(DATA EXTRACT)
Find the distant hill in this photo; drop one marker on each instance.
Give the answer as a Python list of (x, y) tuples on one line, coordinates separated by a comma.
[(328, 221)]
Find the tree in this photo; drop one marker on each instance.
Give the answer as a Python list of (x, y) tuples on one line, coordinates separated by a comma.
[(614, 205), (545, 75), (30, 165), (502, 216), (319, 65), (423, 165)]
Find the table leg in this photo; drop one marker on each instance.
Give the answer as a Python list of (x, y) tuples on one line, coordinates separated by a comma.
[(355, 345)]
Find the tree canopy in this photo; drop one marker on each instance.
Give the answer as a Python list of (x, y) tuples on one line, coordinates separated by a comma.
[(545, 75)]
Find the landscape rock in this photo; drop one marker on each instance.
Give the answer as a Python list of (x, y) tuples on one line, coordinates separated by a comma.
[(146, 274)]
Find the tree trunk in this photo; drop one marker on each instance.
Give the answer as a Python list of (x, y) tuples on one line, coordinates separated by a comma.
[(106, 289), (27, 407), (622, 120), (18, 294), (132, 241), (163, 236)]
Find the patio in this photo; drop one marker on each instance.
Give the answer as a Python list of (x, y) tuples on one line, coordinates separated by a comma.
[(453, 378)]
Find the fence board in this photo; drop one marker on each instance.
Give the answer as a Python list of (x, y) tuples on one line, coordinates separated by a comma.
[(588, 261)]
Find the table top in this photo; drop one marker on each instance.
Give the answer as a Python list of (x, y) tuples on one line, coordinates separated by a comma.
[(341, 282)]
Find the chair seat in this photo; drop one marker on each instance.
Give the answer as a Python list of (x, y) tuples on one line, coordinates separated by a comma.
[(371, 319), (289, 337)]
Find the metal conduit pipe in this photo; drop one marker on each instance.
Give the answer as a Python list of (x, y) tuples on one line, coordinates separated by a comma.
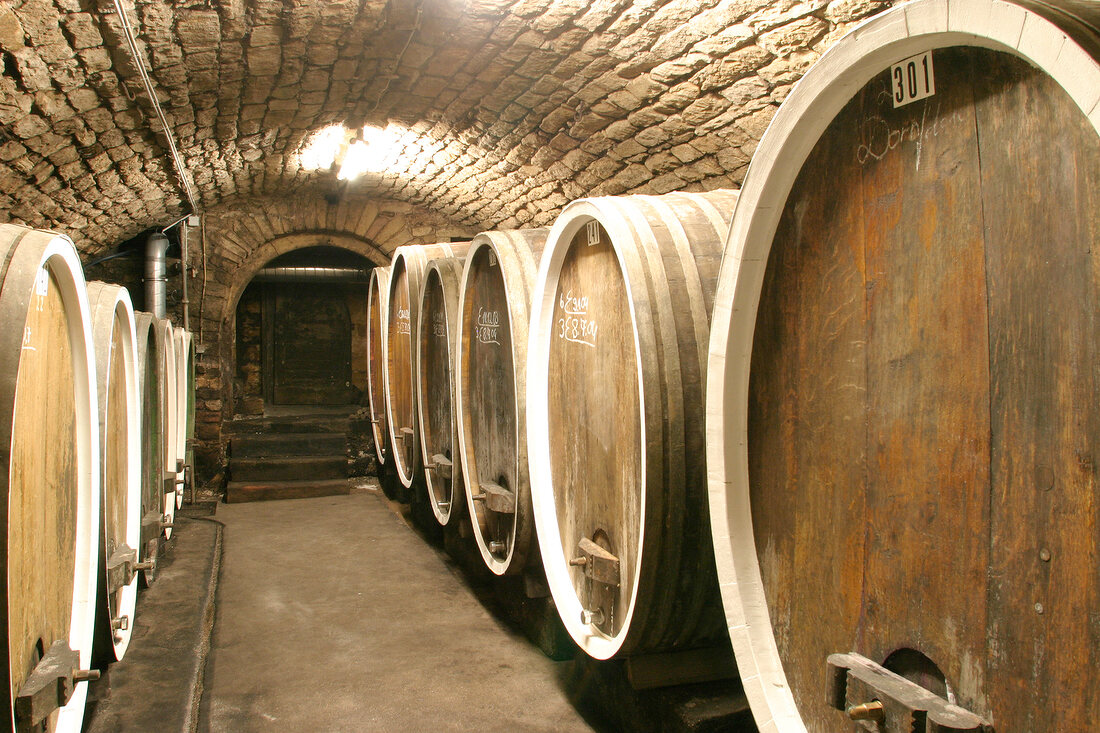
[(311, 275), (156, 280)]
(End DATA EXTRACT)
== WHAT THIS TASK INVOLVES ==
All that belongs in the answer is the run of lines above from the line containing "Find the tree canopy" through the line containing "Find the tree trunk", exactly as written.

== RESULT OF THE EXERCISE ==
Find the tree canopy in this photo; drop one marker on each instance.
Give the answer as a Python list of (x, y) tuples on one line, coordinates separated by a comma.
[(545, 75)]
Find the landscape rock in this photo; drop one marker on each instance.
Give the answer as a Python list of (x, y) tuples on one line, coordinates separated by a comma.
[(146, 274)]
Find the tree trunk in this photo; drop one marker on each instance.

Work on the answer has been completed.